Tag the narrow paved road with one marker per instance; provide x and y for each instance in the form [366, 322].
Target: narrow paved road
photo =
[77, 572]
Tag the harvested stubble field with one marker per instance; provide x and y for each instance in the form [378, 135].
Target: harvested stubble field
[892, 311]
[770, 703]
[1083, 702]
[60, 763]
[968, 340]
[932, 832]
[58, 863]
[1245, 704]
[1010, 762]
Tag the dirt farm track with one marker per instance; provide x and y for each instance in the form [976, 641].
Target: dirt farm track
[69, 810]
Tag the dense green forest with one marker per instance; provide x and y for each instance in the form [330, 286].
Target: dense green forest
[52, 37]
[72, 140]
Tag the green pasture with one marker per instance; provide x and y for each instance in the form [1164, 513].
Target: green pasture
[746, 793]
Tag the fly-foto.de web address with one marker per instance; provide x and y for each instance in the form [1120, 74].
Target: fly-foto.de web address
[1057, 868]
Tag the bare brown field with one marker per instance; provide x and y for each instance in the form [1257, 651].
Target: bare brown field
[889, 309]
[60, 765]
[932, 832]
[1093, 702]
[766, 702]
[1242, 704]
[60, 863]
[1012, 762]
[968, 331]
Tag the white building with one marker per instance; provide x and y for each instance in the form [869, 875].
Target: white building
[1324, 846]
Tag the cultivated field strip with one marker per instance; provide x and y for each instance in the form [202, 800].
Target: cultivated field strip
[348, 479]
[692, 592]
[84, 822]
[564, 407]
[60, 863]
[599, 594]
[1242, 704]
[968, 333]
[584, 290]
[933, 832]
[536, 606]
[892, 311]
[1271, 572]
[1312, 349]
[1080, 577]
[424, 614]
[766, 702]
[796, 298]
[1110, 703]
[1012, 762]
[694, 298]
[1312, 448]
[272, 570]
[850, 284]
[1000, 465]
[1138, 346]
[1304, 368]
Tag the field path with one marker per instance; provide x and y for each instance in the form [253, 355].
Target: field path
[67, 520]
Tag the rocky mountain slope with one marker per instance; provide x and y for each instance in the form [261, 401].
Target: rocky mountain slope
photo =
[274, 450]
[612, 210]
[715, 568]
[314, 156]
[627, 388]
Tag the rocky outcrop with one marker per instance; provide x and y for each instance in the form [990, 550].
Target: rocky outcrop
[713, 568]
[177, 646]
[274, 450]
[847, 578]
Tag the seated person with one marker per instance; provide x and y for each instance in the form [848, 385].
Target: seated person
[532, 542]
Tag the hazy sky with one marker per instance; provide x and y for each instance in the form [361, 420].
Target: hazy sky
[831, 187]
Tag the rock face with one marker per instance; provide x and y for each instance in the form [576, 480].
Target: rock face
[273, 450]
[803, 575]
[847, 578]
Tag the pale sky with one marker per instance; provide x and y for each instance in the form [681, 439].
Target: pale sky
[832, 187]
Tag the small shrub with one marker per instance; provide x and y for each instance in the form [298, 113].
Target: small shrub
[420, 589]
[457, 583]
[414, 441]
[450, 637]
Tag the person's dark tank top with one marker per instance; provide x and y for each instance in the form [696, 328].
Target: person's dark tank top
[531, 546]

• [What the task asks] Which lines of the data contain the word "slope"? Copy each one.

• [Solution below]
Tag the rocky mountain slope with one marker per instance; provide x and y for each instance in the form [261, 401].
Target: rocky mountain slope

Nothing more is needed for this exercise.